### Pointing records
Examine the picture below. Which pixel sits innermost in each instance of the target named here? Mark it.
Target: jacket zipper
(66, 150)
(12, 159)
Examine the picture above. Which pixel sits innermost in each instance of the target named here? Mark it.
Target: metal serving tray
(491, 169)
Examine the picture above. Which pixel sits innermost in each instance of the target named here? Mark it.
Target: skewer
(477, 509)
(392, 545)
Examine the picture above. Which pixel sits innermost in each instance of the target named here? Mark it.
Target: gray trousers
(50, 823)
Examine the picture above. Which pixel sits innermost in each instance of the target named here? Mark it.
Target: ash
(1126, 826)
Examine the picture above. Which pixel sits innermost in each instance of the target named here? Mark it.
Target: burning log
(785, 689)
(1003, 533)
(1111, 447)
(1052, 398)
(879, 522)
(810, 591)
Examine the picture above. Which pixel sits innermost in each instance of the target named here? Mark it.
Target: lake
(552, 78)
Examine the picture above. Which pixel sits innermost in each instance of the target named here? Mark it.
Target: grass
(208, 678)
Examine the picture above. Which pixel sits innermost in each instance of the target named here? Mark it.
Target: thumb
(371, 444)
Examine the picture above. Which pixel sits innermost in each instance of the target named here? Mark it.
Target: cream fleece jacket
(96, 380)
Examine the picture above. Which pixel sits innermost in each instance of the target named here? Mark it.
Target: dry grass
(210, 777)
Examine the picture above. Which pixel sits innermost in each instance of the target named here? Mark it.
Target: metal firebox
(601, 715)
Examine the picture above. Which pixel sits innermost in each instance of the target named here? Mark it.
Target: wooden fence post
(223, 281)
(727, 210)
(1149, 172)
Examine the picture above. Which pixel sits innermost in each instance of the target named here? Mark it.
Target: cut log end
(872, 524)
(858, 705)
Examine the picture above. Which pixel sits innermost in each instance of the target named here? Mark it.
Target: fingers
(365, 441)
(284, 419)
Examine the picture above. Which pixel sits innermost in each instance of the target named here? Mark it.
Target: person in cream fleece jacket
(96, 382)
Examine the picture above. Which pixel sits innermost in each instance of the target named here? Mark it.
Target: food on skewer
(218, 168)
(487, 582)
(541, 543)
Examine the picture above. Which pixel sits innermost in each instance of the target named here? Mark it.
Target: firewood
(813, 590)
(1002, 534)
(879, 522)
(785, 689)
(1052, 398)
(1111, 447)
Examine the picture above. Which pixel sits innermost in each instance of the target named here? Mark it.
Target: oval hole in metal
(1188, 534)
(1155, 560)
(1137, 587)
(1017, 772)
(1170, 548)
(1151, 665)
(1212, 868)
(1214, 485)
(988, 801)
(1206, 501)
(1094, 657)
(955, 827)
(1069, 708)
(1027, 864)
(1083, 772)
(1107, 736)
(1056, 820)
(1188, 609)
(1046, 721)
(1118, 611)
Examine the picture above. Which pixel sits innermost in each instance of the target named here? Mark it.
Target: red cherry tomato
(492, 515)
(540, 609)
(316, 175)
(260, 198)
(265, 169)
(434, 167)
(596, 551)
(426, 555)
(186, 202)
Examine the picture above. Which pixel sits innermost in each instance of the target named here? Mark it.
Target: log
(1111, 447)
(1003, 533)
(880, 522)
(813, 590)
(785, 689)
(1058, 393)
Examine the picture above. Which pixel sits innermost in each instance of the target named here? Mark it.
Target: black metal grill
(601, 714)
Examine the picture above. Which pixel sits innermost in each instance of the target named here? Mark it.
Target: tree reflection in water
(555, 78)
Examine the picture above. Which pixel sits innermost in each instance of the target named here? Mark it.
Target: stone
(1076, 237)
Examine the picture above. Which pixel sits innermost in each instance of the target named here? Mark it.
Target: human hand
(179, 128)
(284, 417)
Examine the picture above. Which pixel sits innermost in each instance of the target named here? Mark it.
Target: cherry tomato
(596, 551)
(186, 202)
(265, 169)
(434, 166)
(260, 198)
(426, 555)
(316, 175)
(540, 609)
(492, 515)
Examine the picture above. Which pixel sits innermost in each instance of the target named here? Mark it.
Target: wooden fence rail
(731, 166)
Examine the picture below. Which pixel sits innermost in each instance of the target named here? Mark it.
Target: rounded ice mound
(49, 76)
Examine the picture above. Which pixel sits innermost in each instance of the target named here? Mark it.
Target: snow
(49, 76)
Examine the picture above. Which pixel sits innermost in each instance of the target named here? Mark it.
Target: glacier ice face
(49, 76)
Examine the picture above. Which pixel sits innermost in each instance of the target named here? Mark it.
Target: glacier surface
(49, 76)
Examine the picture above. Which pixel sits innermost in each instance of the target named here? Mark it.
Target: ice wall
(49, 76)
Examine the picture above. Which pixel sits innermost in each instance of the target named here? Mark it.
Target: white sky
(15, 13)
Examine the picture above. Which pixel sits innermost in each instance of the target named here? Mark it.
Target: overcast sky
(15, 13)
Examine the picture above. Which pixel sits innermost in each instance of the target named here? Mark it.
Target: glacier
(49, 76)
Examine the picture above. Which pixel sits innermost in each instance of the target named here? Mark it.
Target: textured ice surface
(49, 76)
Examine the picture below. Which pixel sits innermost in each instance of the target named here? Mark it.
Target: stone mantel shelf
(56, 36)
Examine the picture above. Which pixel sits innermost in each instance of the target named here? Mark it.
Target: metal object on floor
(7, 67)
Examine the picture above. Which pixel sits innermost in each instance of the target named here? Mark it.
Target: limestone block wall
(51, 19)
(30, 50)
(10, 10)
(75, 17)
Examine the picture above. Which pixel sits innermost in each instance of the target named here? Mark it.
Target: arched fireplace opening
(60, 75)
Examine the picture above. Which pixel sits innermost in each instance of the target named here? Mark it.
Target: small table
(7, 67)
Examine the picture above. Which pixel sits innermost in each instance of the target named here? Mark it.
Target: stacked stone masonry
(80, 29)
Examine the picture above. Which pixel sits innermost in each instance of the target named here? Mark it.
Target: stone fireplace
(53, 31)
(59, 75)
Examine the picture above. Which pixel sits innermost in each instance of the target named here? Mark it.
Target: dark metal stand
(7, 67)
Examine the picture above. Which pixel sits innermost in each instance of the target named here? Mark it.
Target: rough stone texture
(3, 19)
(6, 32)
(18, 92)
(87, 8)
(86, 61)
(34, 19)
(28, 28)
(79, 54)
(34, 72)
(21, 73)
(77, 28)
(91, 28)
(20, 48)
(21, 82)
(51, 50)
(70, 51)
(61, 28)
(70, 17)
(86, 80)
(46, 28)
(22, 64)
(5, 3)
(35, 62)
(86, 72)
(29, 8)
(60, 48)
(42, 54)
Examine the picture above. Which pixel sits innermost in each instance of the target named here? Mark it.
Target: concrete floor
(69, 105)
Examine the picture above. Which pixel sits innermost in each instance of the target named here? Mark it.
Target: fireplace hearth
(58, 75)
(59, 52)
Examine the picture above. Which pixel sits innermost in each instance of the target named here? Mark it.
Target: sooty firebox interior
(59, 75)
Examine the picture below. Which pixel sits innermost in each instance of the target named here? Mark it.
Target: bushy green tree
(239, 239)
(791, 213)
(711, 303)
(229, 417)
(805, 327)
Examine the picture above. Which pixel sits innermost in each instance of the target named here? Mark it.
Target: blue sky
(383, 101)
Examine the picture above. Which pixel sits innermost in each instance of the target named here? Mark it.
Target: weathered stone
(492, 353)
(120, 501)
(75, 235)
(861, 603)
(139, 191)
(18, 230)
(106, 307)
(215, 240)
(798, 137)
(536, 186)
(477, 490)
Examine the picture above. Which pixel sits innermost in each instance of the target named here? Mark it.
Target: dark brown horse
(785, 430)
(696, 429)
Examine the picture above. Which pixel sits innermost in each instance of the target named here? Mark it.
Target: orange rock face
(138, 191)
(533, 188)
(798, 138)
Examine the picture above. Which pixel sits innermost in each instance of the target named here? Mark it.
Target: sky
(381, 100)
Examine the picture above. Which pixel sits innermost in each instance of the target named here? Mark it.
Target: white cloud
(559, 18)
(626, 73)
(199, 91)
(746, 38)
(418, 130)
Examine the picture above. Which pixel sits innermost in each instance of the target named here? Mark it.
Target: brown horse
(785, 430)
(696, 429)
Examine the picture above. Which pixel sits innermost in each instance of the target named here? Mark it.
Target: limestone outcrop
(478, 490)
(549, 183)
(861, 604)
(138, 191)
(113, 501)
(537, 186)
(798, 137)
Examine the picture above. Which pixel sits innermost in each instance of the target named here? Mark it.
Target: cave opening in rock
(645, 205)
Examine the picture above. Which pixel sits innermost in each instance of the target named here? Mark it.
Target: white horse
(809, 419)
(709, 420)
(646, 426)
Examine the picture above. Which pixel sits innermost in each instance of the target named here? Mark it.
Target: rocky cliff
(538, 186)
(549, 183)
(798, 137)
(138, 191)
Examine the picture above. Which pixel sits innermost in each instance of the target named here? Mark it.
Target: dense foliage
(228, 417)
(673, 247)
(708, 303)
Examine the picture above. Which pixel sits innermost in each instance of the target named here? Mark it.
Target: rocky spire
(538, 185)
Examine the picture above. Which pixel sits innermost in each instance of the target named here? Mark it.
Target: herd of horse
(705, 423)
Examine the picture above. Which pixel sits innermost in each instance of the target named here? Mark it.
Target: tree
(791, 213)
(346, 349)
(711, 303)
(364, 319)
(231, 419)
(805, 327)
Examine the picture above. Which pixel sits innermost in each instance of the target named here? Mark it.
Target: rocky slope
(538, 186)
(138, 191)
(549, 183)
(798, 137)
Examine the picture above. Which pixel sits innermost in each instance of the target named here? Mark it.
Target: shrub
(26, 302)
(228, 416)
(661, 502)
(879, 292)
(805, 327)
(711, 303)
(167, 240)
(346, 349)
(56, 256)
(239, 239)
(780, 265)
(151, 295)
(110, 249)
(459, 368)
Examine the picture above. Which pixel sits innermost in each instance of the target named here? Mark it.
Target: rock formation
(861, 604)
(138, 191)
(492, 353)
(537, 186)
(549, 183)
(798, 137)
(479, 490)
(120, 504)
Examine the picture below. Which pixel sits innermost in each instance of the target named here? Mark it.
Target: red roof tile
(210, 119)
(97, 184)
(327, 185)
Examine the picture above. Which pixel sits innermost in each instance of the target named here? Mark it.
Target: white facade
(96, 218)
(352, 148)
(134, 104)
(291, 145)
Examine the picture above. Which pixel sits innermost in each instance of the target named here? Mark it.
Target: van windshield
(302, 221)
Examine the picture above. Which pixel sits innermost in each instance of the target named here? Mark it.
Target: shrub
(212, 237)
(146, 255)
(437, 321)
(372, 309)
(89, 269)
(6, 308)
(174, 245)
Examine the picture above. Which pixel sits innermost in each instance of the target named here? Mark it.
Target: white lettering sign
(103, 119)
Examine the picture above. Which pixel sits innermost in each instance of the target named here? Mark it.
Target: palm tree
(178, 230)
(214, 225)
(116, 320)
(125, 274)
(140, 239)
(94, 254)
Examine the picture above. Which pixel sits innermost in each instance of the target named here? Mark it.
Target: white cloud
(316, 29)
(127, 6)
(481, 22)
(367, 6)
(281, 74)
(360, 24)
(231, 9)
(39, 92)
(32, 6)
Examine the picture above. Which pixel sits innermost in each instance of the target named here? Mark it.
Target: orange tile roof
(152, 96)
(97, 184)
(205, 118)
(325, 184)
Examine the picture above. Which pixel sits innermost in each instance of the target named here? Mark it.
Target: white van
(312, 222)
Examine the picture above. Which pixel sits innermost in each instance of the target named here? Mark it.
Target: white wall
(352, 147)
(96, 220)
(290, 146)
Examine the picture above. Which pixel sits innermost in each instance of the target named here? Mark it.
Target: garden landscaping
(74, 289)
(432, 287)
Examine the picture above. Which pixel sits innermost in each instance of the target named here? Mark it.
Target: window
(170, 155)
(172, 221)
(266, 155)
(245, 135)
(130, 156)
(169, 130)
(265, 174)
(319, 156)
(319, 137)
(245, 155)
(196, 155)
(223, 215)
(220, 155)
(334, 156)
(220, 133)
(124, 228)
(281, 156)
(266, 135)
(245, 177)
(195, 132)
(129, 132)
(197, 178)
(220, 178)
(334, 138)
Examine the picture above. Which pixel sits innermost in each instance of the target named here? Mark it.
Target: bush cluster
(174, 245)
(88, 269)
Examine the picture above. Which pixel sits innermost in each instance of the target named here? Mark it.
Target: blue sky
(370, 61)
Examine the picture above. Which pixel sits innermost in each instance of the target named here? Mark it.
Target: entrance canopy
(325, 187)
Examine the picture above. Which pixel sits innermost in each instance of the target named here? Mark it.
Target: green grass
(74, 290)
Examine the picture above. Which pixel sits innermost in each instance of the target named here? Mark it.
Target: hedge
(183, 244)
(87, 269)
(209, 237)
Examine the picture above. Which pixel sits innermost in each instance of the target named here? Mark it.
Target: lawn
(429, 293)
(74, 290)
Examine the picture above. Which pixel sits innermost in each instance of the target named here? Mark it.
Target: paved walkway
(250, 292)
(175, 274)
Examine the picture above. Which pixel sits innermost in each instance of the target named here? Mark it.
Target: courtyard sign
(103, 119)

### Work to do
Copy everything from the start of the records down through the line containing "(1126, 826)", replacing "jacket zipper" with "coat zipper" and leaving all else unchanged.

### Solution for this exercise
Examine the picture below. Which pixel sits innermost in each instance of the target named here? Mark it.
Target: coat zipper
(66, 150)
(12, 159)
Examine the picture above. Which pixel sits innermost in each instance of the target named here? Mark it.
Target: metal serving tray
(491, 169)
Examine the picture above. Which pixel sits innermost in each instance of the target named here? Mark it.
Target: skewer
(477, 509)
(392, 545)
Examine the picture above. Which pixel sits innermost in each instance of the target named here? Mark it.
Target: gray trousers
(50, 823)
Examine the picture above. Which pixel sits innermost in each instance of the target named here? Mark it.
Target: ash
(1126, 826)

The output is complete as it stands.